60.000 appels par an, mais pas assez d’argent
Au départ, les écoutantes étaient toutes bénévoles. Au fil des années, l’asso a embauché et compte à ce jour huit écoutantes salariées et une bénévole. Elles se relaient du lundi au vendredi, de 10h à 19h, sans jamais être plus de quatre à la fois, « faute de place… », précise Gabriela, la voix pleine de déception :
« C’est trop petit pour rajouter un bureau. Et c’est mal insonorisé… Tout est ancien et inadapté. Cet été, on a même été infestées de cafards pendant deux mois. On n’a pas assez d’argent pour déménager, les loyers sont trop chers ! »
Le Service des droits des femmes et de l’égalité (SDFE) est la plus importante source de financement de l’association, avec une subvention annuelle de 372.500€. Cette somme sert intégralement à couvrir les salaires et les charges téléphoniques. La Mairie de Paris contribue en finançant à hauteur de 50% le loyer, et a versé une subvention exceptionnelle à l’asso en 2018, tout comme la Région Île-de-France. Autre soutien important : la Fondation des femmes, qui verse 60.000€ sur trois ans. Mais tout cela reste insuffisant. D’autant plus que la situation est instable : « Avant 2018, la subvention du SDFE était triennale. Maintenant que c’est annuel, c’est impossible de se projeter sur le long terme », souligne Gabriela.
« La société avance, mais trop lentement »
Malgré les difficultés, le CFCV ne cesse de se mobiliser, en organisant régulièrement des campagnes de prévention des violences sexuelles. Depuis plusieurs années, l’asso propose aussi des formations gratuites pour les professionnels et les étudiants, afin d’informer sur les violences sexuelles et d’apprendre à accompagner les victimes. Elle réalise aussi des missions d’expertise, par exemple sur l’accueil des victimes en commissariat. En décembre 2019, le collectif prévoit même d’ouvrir un groupe de parole, pour les personnes ayant été victimes de violences sexuelles dans le cadre extra-familial.
============
▶ [CONSIGNE]
Rédigez la suite du texte sur le CFCV, à partir de sa dernière phrase.

(Enregistrements extraits)
============
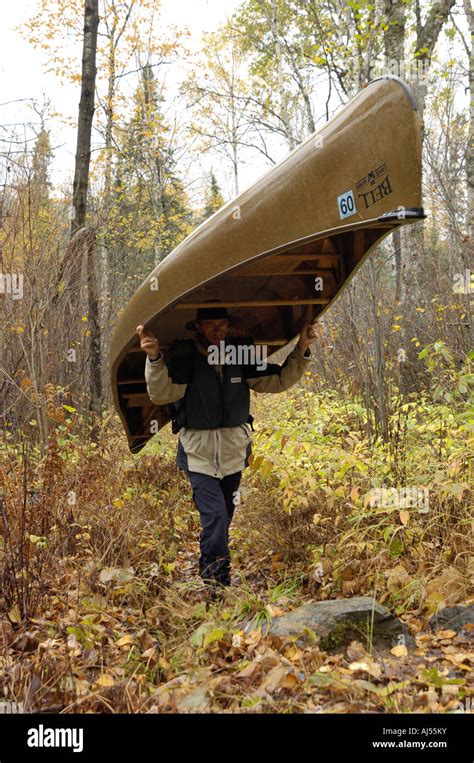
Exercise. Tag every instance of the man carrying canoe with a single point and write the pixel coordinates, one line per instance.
(210, 404)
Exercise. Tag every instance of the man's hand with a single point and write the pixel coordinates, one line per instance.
(148, 342)
(308, 334)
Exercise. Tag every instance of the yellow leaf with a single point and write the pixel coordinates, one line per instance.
(105, 680)
(399, 651)
(124, 641)
(14, 614)
(354, 494)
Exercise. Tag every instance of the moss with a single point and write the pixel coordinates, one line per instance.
(343, 632)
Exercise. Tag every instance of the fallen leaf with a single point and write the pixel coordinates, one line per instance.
(399, 651)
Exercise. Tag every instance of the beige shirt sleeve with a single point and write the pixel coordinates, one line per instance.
(159, 384)
(289, 375)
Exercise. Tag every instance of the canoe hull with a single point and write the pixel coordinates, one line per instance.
(281, 252)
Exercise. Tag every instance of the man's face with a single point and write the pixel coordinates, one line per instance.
(213, 330)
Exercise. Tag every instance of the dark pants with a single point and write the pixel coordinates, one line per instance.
(214, 499)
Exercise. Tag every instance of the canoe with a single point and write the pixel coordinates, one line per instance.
(280, 252)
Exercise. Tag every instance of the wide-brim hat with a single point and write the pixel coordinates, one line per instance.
(208, 313)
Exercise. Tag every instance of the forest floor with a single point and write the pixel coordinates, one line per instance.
(107, 613)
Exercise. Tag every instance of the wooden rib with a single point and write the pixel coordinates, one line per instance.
(283, 275)
(254, 303)
(166, 346)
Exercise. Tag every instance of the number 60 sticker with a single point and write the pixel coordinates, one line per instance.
(346, 204)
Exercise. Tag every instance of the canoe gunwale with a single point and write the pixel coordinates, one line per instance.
(388, 219)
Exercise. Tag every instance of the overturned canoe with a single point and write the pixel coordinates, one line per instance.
(279, 253)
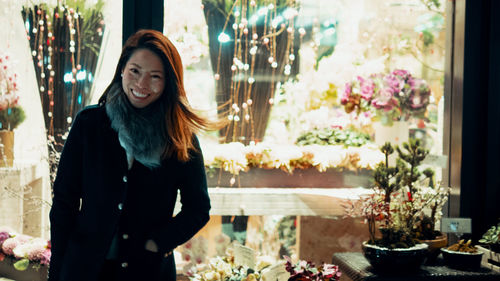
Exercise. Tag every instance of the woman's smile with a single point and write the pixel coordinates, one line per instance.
(143, 78)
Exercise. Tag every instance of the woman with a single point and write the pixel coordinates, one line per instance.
(122, 165)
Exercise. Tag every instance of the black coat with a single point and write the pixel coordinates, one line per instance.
(95, 195)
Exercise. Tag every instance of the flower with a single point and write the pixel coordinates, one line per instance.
(11, 114)
(236, 157)
(401, 199)
(392, 97)
(306, 270)
(25, 249)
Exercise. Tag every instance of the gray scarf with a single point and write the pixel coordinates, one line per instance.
(141, 131)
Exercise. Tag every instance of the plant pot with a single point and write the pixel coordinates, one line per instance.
(435, 246)
(399, 259)
(32, 273)
(6, 148)
(462, 260)
(259, 177)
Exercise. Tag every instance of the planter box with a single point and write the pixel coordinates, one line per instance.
(258, 177)
(490, 259)
(7, 270)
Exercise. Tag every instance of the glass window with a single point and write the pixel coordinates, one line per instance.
(311, 84)
(61, 54)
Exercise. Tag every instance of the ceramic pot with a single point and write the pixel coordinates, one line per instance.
(435, 246)
(399, 259)
(462, 260)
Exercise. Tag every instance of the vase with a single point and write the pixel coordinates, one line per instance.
(6, 148)
(396, 134)
(395, 260)
(435, 246)
(462, 260)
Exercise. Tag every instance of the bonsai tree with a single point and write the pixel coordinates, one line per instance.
(401, 194)
(491, 238)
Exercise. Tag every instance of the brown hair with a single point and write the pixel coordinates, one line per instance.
(181, 122)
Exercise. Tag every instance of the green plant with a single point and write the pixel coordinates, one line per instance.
(401, 194)
(492, 236)
(333, 136)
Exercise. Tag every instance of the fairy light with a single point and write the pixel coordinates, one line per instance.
(223, 37)
(256, 52)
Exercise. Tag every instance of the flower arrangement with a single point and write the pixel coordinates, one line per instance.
(402, 194)
(11, 114)
(306, 270)
(25, 249)
(224, 268)
(392, 97)
(194, 253)
(236, 157)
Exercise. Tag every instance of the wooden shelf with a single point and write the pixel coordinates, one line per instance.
(280, 201)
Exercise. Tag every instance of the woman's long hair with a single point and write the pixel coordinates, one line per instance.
(181, 122)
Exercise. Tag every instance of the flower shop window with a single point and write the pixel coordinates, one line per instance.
(58, 53)
(311, 88)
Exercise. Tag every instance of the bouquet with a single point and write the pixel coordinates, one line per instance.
(391, 97)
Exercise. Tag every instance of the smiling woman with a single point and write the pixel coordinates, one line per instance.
(122, 167)
(143, 78)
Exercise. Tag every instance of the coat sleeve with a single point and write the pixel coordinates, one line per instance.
(195, 202)
(66, 197)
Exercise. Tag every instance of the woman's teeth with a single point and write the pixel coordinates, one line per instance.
(139, 95)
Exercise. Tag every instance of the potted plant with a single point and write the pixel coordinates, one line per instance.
(490, 245)
(425, 228)
(394, 208)
(23, 257)
(462, 255)
(11, 114)
(491, 238)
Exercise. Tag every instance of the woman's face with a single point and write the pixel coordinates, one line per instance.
(143, 78)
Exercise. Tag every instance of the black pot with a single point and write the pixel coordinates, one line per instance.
(395, 260)
(462, 260)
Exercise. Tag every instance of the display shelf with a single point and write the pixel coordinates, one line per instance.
(281, 201)
(20, 187)
(354, 266)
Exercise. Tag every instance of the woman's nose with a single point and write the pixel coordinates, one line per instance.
(143, 81)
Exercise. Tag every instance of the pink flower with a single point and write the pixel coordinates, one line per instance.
(3, 236)
(45, 257)
(10, 244)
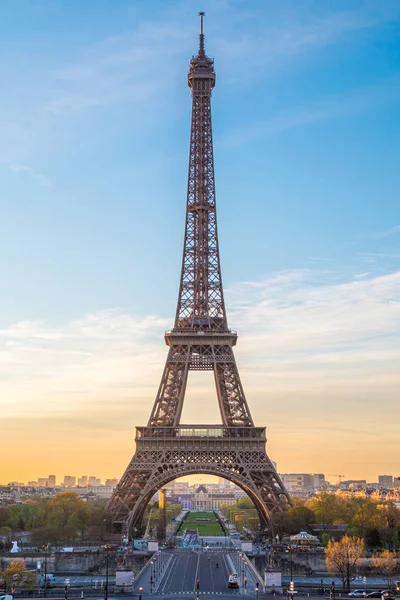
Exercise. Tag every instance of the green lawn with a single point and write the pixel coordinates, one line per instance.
(208, 527)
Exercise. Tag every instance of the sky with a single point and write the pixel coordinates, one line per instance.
(94, 134)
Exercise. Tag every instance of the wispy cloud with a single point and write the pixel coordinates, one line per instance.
(32, 173)
(316, 349)
(355, 102)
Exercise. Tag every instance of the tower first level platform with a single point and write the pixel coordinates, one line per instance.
(166, 453)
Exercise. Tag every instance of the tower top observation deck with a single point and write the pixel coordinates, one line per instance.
(201, 66)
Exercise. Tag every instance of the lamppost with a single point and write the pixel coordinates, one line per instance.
(45, 548)
(106, 549)
(291, 587)
(151, 577)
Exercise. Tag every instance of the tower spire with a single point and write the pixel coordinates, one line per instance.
(201, 44)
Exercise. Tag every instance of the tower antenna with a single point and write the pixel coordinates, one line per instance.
(201, 47)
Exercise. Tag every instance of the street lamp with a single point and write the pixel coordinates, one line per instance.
(151, 577)
(107, 549)
(291, 588)
(45, 548)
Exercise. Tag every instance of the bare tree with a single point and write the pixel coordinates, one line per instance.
(387, 565)
(342, 558)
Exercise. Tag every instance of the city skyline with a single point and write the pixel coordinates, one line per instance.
(310, 261)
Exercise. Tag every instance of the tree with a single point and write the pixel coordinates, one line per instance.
(342, 558)
(16, 576)
(327, 508)
(387, 565)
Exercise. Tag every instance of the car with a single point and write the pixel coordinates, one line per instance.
(233, 580)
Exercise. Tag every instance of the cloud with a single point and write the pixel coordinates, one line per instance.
(35, 175)
(355, 102)
(322, 351)
(298, 324)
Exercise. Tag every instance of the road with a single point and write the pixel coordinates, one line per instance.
(186, 568)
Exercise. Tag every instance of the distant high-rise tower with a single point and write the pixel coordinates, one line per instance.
(202, 341)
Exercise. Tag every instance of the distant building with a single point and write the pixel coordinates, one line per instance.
(203, 500)
(93, 481)
(319, 482)
(302, 480)
(69, 480)
(101, 491)
(385, 480)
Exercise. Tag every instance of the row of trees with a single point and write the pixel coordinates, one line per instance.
(376, 523)
(15, 576)
(344, 556)
(57, 521)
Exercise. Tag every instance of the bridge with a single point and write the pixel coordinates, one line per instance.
(194, 572)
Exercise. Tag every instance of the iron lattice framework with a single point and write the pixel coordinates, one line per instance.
(200, 340)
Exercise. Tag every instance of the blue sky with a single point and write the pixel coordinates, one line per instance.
(94, 129)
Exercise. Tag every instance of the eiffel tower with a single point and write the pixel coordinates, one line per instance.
(200, 340)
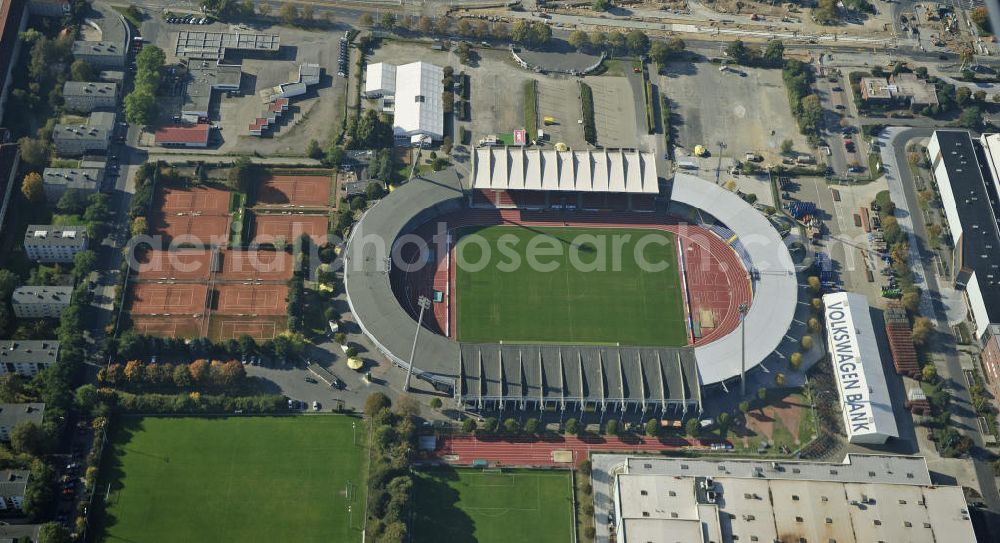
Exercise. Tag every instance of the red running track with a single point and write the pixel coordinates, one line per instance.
(462, 450)
(715, 279)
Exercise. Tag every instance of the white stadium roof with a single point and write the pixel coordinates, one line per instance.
(419, 106)
(516, 168)
(857, 365)
(775, 292)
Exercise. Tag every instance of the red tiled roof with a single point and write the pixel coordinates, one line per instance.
(197, 133)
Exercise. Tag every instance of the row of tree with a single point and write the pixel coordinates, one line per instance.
(390, 498)
(202, 373)
(140, 104)
(132, 346)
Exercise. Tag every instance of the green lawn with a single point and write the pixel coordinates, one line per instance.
(572, 304)
(466, 506)
(234, 479)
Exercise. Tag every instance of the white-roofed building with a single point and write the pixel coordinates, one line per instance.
(414, 94)
(380, 80)
(857, 366)
(536, 178)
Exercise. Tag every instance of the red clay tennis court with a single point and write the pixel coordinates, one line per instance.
(183, 327)
(207, 201)
(161, 299)
(256, 265)
(289, 227)
(202, 229)
(185, 264)
(252, 299)
(295, 190)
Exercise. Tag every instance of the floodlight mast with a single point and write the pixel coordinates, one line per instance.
(743, 350)
(424, 303)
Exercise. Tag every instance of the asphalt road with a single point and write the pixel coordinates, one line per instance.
(949, 368)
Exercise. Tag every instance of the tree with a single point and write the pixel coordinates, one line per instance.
(469, 425)
(34, 151)
(72, 202)
(81, 70)
(376, 402)
(638, 42)
(140, 106)
(32, 188)
(774, 53)
(611, 427)
(289, 13)
(653, 428)
(970, 117)
(787, 146)
(826, 12)
(511, 426)
(814, 283)
(572, 426)
(53, 532)
(29, 438)
(981, 17)
(140, 226)
(491, 424)
(531, 426)
(813, 324)
(692, 427)
(579, 39)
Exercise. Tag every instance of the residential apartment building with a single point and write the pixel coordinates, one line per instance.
(13, 483)
(86, 96)
(27, 357)
(78, 139)
(54, 244)
(56, 181)
(13, 414)
(31, 302)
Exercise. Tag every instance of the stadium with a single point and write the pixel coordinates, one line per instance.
(583, 327)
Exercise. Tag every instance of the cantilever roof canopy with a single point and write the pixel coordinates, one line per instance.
(515, 168)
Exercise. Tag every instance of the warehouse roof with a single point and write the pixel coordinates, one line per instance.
(12, 414)
(419, 105)
(516, 168)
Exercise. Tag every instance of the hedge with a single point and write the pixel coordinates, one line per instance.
(589, 129)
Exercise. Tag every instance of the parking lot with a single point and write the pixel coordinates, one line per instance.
(614, 113)
(746, 109)
(310, 117)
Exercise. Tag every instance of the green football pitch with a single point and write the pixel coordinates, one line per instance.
(470, 505)
(234, 479)
(599, 291)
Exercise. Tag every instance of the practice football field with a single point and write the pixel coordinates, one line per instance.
(470, 505)
(242, 479)
(598, 292)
============
▶ [RÉPONSE]
Des dispositifs qui pallient la prise en charge publique des victimes, trop souvent défaillante, pour Chloé, écoutante :
« Tous les jours, on entend des femmes dont les plaintes sont refusées, ou qui galèrent face à des démarches longues et compliquées… Parfois, certaines parlent même de suicide. Et on ne nous donne pas les moyens de les aider ! »
Pour avancer dans le bon sens, le CFCV défend l’idée qu’il faut créer des centres uniques pour prendre en charge les victimes, sur le modèle des CPVS (Centres de prise en charge des violences sexuelles) belges). Dans un seul et même endroit, les femmes peuvent recevoir des soins psychologiques et médicaux, et faire une constatation médico-légale. « Elles peuvent se doucher là-bas. On leur donne des vêtements de rechange… Des détails qui changent tout pour une victime », précise Gabriela, avant d’ajouter :
« On se dit qu’il y a plein de choses simples à mettre en place pour aider les victimes, mais rien n’est fait. La société avance, mais trop lentement, alors que les vies de nombreuses femmes sont détruites chaque jour. »
(1) Ces prénoms ont été modifiés.
(2) Le numéro national 3919, « Violences Femmes Info », est une permanence téléphonique dédiée aux femmes victimes de « violences physiques, verbales ou psychologiques, à la maison ou au travail »
Si le 3919 reçoit un appel à propos de violences sexuelles, l’écoutante réoriente l’appelante vers la ligne « Viols Femmes Informations », en raison d’une convention avec le CFCV.